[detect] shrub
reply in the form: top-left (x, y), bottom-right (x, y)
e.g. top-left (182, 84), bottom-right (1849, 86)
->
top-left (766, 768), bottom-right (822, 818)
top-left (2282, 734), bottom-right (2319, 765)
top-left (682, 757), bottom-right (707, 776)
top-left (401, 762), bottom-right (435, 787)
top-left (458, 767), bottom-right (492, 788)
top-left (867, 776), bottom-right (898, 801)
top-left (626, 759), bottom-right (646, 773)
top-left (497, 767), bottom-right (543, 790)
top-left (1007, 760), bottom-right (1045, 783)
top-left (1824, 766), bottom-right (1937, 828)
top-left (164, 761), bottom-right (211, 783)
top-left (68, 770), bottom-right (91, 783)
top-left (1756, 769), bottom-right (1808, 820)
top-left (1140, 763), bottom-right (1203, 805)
◇ ◇ ◇
Reproduce the records above exactly, from the first line through the line containing "e.g. top-left (182, 84), bottom-right", and output nothing else.

> [SOLUTION TO THIS PROBLEM]
[detect] shrub
reply in the form: top-left (x, y), bottom-right (x, y)
e.g. top-left (182, 84), bottom-right (1849, 86)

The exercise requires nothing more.